§ **Job**
Reproduce the data word for word, beginning with its first line and continuing through the line containing "<point>523,590</point>".

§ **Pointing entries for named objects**

====

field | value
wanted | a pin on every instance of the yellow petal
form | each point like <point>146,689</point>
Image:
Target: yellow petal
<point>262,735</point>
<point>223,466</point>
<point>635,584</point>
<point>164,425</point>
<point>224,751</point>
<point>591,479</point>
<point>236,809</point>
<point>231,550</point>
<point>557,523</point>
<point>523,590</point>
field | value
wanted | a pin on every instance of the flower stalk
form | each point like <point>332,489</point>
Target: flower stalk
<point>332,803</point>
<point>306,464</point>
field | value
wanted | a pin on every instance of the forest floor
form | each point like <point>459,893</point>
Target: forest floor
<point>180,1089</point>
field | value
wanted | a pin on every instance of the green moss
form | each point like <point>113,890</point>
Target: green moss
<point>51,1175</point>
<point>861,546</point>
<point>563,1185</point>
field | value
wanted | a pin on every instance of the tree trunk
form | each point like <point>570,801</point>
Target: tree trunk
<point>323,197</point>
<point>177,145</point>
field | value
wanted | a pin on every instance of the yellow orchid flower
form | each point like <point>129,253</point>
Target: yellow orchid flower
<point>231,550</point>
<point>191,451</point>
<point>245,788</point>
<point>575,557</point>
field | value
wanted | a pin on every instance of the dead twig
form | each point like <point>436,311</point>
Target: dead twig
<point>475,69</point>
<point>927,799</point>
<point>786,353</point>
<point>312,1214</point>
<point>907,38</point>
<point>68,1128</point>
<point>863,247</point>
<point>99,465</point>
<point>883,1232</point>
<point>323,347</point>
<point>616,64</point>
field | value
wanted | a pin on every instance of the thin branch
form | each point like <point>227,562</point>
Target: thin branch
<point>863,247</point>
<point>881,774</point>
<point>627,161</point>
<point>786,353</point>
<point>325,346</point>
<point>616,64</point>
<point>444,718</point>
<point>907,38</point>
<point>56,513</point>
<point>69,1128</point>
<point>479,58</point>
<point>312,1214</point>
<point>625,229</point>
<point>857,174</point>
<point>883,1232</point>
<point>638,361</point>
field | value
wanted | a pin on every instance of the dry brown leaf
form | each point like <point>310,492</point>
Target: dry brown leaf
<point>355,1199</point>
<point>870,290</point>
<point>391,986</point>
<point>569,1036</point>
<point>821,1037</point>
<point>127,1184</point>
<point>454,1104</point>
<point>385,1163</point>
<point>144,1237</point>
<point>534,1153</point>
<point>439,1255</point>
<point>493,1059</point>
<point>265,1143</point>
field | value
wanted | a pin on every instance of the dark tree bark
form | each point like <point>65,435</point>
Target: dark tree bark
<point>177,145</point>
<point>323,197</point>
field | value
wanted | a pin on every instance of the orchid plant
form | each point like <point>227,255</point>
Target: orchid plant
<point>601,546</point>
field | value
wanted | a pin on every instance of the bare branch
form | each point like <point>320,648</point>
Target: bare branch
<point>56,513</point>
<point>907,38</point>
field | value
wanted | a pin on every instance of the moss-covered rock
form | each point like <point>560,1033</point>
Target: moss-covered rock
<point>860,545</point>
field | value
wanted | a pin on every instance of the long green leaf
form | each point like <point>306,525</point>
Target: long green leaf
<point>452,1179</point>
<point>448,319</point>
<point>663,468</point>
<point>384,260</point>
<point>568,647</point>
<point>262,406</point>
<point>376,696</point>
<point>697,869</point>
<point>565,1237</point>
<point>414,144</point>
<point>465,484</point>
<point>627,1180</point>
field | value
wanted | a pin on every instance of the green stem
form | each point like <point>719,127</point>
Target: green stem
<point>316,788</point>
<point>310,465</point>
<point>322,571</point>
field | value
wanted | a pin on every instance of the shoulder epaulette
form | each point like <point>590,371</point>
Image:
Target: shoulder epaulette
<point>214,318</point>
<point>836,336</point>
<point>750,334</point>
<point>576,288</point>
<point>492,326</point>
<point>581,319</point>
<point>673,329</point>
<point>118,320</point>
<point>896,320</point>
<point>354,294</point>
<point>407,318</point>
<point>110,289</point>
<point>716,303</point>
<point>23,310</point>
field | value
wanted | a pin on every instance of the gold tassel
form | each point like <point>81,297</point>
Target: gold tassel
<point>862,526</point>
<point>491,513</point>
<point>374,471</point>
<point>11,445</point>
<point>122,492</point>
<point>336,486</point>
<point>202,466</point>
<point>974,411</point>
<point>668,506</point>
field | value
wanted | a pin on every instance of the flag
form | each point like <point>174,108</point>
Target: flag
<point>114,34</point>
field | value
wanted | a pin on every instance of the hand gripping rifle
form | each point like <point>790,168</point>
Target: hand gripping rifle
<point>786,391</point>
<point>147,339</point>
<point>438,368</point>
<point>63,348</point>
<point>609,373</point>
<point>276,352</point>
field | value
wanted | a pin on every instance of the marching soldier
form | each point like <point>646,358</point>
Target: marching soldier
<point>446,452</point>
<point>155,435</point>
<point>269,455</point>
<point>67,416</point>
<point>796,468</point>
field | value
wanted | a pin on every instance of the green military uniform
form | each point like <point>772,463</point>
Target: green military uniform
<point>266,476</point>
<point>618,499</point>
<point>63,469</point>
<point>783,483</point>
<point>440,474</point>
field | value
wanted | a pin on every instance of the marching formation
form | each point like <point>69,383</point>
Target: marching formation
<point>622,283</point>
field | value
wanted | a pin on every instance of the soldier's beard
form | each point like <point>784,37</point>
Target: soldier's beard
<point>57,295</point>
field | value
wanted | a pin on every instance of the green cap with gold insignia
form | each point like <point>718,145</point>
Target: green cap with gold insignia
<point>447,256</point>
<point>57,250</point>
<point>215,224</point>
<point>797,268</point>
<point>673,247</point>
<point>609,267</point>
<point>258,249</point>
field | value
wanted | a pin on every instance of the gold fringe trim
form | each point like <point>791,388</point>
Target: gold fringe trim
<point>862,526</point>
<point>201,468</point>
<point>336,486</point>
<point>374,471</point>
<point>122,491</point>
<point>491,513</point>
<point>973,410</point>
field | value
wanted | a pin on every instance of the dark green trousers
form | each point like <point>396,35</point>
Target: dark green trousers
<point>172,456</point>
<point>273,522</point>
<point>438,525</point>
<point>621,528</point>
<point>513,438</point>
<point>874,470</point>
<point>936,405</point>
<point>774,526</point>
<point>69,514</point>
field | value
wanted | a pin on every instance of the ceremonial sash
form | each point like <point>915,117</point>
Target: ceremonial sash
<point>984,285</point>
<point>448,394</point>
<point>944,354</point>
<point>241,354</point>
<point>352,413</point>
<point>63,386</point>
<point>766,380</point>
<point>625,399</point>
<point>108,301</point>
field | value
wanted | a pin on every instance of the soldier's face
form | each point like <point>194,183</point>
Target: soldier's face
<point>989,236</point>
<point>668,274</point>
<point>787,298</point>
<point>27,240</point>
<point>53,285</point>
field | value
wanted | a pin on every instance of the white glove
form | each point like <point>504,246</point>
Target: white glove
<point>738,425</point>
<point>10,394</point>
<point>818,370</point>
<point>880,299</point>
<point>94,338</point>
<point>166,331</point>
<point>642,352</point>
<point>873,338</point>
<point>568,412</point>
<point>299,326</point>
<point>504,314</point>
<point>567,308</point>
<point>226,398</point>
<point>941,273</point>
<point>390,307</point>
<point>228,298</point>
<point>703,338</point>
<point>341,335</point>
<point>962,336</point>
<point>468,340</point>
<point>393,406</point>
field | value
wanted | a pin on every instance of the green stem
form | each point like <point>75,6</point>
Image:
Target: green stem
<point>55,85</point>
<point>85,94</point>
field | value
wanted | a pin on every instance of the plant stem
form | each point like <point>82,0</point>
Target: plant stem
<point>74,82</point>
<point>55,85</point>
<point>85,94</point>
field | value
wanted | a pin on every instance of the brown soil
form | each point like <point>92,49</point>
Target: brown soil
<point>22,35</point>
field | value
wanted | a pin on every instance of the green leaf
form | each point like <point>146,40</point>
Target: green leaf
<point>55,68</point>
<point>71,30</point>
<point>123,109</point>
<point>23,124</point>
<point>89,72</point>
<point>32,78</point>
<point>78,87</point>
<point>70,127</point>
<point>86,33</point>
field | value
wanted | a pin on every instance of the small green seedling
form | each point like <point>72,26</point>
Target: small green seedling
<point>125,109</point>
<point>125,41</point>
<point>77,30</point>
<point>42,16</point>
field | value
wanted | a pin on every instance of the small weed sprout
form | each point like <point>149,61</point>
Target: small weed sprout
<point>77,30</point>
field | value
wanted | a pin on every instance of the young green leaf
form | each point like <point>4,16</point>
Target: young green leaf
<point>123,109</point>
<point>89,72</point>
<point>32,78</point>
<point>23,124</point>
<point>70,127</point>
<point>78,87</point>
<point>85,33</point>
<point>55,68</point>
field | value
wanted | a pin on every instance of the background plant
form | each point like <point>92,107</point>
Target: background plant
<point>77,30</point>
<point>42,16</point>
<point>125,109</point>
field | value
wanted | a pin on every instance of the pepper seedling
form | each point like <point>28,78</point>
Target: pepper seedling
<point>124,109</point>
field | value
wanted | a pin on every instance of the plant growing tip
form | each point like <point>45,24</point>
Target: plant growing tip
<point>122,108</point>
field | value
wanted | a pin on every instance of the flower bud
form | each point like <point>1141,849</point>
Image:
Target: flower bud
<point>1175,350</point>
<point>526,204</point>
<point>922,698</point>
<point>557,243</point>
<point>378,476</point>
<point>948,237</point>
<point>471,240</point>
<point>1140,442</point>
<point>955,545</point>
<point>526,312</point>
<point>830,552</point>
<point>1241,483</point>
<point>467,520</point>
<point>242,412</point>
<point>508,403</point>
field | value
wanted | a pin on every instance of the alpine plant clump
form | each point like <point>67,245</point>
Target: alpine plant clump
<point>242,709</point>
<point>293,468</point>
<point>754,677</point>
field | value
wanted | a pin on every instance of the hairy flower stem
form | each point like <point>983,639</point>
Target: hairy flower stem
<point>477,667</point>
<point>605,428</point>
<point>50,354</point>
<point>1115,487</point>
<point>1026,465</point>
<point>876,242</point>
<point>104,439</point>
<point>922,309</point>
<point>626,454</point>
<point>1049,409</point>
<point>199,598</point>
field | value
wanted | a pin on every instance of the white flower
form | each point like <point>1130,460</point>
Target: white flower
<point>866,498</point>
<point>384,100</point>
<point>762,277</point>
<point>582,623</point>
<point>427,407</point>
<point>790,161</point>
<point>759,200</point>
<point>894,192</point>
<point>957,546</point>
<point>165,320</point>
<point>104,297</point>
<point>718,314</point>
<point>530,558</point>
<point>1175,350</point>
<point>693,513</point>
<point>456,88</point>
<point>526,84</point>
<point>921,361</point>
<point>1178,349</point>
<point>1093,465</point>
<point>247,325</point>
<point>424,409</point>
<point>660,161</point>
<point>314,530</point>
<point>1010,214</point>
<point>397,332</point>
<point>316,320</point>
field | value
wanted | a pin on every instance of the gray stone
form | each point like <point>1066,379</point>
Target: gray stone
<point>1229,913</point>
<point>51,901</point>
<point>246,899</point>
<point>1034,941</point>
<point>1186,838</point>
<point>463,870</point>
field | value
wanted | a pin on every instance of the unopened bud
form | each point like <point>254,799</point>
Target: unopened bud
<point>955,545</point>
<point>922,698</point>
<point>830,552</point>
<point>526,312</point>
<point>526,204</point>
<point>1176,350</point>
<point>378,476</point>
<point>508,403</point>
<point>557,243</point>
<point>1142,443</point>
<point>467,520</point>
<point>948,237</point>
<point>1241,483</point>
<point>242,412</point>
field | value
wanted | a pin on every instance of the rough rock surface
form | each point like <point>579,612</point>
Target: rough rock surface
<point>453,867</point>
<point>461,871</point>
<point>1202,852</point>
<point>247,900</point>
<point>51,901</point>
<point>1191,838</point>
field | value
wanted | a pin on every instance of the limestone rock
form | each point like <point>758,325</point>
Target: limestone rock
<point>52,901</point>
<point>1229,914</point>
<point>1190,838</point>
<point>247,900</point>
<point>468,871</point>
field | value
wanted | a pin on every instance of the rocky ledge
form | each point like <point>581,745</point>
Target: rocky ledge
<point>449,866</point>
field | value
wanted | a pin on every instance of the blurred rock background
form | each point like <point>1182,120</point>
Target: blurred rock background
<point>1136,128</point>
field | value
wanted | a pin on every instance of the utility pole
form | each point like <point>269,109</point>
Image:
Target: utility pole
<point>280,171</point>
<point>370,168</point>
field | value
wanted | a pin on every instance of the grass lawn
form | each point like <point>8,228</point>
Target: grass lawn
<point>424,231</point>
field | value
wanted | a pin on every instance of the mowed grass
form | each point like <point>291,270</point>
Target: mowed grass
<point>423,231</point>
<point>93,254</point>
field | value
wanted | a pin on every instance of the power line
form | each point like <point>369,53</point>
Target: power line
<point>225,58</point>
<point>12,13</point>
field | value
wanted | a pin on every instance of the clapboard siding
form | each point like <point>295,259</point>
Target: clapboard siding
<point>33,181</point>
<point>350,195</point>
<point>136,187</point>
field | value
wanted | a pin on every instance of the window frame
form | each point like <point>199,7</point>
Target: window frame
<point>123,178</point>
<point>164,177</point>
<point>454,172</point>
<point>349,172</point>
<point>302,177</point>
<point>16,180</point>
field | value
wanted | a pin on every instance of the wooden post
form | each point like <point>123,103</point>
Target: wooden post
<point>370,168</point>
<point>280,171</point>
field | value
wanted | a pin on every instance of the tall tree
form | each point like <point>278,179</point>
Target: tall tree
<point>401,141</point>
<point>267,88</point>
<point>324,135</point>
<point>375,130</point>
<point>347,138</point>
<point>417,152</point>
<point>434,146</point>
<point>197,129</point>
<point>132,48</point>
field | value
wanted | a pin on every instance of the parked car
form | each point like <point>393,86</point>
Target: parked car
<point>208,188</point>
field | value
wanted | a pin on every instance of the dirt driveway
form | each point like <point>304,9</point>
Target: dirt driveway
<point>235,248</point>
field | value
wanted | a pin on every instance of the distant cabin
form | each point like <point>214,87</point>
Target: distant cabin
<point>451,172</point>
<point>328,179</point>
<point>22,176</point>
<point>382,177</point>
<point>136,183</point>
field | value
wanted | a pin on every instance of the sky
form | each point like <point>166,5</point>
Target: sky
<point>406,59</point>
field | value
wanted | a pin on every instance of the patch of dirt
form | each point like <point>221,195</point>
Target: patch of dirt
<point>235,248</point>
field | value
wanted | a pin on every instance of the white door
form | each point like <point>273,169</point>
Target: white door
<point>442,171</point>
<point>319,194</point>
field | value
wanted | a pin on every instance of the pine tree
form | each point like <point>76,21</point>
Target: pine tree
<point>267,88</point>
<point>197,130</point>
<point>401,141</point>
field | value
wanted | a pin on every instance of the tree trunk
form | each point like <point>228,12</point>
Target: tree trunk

====

§ **Complete response**
field | value
wanted | a pin on every instance of the yellow petal
form | each point like <point>146,689</point>
Image:
Target: yellow petal
<point>262,735</point>
<point>223,466</point>
<point>635,584</point>
<point>164,425</point>
<point>224,751</point>
<point>591,479</point>
<point>236,809</point>
<point>231,550</point>
<point>557,523</point>
<point>523,590</point>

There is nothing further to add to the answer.